____ DATA SUPPLIED

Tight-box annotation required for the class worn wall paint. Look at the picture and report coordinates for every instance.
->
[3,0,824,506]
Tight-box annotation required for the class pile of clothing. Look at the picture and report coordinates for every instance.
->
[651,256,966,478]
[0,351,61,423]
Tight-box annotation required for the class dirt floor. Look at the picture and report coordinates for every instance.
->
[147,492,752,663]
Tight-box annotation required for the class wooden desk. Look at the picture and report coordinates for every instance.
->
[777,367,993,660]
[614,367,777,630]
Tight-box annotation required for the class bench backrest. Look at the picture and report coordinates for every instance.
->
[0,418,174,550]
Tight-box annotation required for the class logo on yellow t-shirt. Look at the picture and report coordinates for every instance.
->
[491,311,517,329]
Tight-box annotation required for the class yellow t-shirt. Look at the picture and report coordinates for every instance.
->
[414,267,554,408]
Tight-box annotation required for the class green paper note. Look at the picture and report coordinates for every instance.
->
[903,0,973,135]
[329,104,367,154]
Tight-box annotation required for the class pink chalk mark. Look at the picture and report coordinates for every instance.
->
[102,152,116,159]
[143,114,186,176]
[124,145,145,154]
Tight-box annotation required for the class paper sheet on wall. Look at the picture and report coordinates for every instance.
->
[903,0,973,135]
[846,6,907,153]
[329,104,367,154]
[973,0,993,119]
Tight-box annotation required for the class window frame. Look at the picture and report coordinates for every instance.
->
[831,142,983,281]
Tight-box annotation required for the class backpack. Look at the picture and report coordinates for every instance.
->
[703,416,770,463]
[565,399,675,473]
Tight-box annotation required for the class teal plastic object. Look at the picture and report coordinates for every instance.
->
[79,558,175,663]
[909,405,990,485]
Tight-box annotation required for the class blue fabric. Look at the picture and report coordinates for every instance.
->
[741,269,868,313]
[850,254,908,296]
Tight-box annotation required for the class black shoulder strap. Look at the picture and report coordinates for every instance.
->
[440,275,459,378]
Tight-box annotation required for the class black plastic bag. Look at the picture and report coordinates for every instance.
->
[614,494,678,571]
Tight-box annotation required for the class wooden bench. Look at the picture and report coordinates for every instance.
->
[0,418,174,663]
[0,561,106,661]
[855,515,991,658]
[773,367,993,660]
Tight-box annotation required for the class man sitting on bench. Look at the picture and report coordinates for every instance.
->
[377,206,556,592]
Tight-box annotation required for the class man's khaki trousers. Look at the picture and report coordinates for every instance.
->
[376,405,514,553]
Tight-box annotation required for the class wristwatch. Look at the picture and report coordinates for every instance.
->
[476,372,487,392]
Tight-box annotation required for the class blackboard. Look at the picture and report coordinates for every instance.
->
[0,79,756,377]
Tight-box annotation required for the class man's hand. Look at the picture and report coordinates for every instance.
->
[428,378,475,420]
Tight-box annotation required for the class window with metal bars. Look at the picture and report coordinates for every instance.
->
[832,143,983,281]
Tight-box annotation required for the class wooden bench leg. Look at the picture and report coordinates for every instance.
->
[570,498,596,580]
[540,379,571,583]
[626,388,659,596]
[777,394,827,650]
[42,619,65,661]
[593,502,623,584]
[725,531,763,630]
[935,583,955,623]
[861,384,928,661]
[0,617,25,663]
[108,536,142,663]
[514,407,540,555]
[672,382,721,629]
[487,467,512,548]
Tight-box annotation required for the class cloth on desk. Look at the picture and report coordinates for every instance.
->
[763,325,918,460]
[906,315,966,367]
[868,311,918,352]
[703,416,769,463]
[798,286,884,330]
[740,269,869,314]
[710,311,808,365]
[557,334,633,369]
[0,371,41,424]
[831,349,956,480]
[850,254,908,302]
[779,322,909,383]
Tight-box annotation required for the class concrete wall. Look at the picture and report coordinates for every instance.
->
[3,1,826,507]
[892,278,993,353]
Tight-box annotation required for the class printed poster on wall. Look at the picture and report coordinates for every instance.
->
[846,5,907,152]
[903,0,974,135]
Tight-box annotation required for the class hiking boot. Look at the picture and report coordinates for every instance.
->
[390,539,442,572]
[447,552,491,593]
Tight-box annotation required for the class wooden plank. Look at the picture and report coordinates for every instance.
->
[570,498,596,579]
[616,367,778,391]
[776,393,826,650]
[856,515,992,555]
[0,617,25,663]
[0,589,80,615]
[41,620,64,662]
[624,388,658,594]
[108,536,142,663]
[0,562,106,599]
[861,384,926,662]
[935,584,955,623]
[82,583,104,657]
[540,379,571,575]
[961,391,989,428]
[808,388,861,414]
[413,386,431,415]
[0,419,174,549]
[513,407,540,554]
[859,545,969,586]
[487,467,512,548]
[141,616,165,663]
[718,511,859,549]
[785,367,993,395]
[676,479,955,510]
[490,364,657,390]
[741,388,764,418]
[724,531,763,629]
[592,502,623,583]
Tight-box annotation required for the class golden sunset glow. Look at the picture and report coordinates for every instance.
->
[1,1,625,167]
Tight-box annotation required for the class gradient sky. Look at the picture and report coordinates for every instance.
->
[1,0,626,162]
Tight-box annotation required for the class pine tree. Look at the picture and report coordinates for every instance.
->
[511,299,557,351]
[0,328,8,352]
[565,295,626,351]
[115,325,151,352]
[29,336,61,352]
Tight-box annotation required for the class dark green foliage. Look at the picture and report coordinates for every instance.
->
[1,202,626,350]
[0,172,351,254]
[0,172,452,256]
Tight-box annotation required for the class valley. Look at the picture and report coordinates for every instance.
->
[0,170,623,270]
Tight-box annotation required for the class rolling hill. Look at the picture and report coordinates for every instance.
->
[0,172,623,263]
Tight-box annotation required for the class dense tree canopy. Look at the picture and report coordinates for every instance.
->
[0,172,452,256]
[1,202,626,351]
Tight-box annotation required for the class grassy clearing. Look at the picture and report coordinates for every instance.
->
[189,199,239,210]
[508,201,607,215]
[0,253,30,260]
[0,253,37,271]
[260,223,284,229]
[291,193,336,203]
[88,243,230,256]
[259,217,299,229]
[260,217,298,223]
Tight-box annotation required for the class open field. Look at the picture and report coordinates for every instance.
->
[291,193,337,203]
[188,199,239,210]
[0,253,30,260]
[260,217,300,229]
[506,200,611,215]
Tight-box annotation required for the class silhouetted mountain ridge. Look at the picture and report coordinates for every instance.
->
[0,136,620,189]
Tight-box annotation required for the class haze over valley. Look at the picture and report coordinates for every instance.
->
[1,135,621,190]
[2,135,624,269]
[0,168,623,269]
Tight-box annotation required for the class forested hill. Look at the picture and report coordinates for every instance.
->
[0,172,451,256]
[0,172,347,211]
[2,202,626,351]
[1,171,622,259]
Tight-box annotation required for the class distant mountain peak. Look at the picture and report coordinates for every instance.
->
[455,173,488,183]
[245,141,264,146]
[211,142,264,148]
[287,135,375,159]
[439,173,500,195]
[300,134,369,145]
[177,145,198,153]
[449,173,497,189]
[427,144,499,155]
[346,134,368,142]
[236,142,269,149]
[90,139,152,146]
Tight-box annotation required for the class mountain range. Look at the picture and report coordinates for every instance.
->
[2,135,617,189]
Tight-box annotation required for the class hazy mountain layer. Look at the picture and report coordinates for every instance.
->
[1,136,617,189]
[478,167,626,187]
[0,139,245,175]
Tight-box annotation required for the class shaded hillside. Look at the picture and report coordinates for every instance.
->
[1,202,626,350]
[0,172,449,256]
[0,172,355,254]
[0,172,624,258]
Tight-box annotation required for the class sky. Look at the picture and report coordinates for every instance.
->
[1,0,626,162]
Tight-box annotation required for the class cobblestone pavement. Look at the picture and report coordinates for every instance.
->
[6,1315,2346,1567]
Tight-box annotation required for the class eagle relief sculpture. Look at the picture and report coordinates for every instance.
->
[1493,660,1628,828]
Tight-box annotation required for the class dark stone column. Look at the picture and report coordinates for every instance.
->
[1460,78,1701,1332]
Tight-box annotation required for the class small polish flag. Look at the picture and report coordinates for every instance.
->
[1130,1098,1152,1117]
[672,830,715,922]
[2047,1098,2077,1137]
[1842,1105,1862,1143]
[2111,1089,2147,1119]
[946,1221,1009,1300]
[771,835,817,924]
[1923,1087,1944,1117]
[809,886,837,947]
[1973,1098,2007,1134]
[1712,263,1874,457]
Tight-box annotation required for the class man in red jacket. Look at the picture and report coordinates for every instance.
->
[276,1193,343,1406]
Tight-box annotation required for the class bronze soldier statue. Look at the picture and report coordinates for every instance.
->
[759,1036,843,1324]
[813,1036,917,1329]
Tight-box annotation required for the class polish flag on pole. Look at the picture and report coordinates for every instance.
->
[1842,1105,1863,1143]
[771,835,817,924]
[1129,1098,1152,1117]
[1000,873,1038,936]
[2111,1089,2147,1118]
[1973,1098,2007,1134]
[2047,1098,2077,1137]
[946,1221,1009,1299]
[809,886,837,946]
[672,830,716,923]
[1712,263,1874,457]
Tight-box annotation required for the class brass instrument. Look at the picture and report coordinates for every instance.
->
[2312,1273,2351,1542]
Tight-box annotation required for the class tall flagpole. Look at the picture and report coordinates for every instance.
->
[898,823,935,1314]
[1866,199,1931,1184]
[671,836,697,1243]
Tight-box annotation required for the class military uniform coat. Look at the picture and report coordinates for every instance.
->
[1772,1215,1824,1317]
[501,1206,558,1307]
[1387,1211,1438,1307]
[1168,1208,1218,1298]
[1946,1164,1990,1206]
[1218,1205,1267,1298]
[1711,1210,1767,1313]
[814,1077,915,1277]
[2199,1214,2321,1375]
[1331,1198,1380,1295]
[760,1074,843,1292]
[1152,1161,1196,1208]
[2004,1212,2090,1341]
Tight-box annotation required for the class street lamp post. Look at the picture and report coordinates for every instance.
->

________

**THE PROBLEM**
Whenever the word "wooden" appears in a line above, copy that line.

**EXPECTED ANSWER**
Tight-box annotation required for the class wooden desk. Look at the picture and report coordinates for every instance.
Tight-box annotation required for the class wooden bench. Look at the picture and report coordinates for every instance.
Tight-box annotation required for the class wooden bench leg. Look at the picture and report coordinates for every instance.
Tight-box annotation required for the class wooden plank. Look at the picture and report coordinates for every instance.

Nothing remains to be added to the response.